| Data in this exercise |

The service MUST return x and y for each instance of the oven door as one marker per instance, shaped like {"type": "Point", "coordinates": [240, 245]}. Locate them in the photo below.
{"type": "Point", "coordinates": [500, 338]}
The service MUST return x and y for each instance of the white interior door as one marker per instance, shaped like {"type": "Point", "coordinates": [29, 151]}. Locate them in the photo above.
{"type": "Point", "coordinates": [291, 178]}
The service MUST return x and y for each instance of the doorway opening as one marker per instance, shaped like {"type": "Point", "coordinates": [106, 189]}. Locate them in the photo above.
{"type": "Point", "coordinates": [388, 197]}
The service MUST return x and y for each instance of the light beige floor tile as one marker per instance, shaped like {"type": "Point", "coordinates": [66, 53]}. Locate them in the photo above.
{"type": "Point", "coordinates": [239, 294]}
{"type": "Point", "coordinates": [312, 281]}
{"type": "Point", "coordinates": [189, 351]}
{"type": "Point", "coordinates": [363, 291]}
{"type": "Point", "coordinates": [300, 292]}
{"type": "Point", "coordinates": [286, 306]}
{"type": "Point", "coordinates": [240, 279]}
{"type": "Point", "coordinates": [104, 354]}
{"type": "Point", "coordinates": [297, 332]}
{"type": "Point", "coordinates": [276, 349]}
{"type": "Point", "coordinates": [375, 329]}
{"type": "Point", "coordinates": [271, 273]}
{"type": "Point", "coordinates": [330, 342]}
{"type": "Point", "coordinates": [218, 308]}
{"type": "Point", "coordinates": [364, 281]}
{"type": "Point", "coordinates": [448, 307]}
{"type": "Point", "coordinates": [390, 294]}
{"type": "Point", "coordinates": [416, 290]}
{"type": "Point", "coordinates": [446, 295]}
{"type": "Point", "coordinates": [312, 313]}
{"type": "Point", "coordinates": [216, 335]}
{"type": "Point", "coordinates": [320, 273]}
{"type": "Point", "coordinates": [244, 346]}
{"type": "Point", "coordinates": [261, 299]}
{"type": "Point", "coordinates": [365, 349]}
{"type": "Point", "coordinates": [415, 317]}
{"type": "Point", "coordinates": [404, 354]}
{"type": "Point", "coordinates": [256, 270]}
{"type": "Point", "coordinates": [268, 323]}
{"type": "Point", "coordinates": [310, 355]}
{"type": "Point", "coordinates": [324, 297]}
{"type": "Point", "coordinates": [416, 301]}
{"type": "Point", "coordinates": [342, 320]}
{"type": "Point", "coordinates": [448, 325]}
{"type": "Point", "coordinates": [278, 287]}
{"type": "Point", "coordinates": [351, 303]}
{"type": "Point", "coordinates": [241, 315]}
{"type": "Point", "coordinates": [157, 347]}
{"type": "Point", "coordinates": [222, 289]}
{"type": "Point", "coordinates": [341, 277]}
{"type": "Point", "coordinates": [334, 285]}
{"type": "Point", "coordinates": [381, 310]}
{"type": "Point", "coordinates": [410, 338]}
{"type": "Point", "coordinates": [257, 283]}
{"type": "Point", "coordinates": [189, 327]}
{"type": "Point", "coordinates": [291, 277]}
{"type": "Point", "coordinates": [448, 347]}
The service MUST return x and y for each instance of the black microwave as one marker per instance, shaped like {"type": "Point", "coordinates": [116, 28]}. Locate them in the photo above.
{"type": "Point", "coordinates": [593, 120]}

| Exercise instructions |
Please print all of the material above again, line for line, with no changes.

| Correct response |
The service MUST return x and y for each instance of the oven door as one marker per instance, shaped like {"type": "Point", "coordinates": [240, 245]}. Locate them in the photo below.
{"type": "Point", "coordinates": [500, 338]}
The service MUST return x and y for each instance of the white interior door as one marker per instance, shaped like {"type": "Point", "coordinates": [29, 151]}. Locate them in the photo above.
{"type": "Point", "coordinates": [291, 178]}
The service MUST return x and y for each instance of the doorway opening as one marker per instance, shaped like {"type": "Point", "coordinates": [106, 189]}. Locate them in the photo above.
{"type": "Point", "coordinates": [388, 197]}
The service MUST return x and y for each instance of the light beige floor tile as one marker per instance, shaped like {"type": "Point", "coordinates": [66, 53]}. Locate them in the photo above.
{"type": "Point", "coordinates": [239, 294]}
{"type": "Point", "coordinates": [312, 281]}
{"type": "Point", "coordinates": [189, 351]}
{"type": "Point", "coordinates": [363, 291]}
{"type": "Point", "coordinates": [300, 292]}
{"type": "Point", "coordinates": [286, 306]}
{"type": "Point", "coordinates": [240, 279]}
{"type": "Point", "coordinates": [104, 354]}
{"type": "Point", "coordinates": [297, 332]}
{"type": "Point", "coordinates": [276, 349]}
{"type": "Point", "coordinates": [375, 329]}
{"type": "Point", "coordinates": [271, 273]}
{"type": "Point", "coordinates": [330, 342]}
{"type": "Point", "coordinates": [218, 308]}
{"type": "Point", "coordinates": [364, 281]}
{"type": "Point", "coordinates": [448, 307]}
{"type": "Point", "coordinates": [390, 294]}
{"type": "Point", "coordinates": [416, 290]}
{"type": "Point", "coordinates": [446, 295]}
{"type": "Point", "coordinates": [312, 313]}
{"type": "Point", "coordinates": [216, 335]}
{"type": "Point", "coordinates": [320, 273]}
{"type": "Point", "coordinates": [244, 346]}
{"type": "Point", "coordinates": [261, 299]}
{"type": "Point", "coordinates": [365, 349]}
{"type": "Point", "coordinates": [415, 317]}
{"type": "Point", "coordinates": [404, 354]}
{"type": "Point", "coordinates": [256, 270]}
{"type": "Point", "coordinates": [268, 323]}
{"type": "Point", "coordinates": [310, 355]}
{"type": "Point", "coordinates": [324, 297]}
{"type": "Point", "coordinates": [416, 301]}
{"type": "Point", "coordinates": [342, 320]}
{"type": "Point", "coordinates": [448, 325]}
{"type": "Point", "coordinates": [278, 287]}
{"type": "Point", "coordinates": [351, 303]}
{"type": "Point", "coordinates": [241, 315]}
{"type": "Point", "coordinates": [157, 347]}
{"type": "Point", "coordinates": [222, 289]}
{"type": "Point", "coordinates": [341, 277]}
{"type": "Point", "coordinates": [334, 285]}
{"type": "Point", "coordinates": [381, 310]}
{"type": "Point", "coordinates": [410, 338]}
{"type": "Point", "coordinates": [257, 283]}
{"type": "Point", "coordinates": [189, 327]}
{"type": "Point", "coordinates": [291, 277]}
{"type": "Point", "coordinates": [448, 347]}
The service MUST return x and y for each instance of the black microwave as one marker per instance, shaped like {"type": "Point", "coordinates": [116, 28]}. Locate them in the photo above.
{"type": "Point", "coordinates": [593, 120]}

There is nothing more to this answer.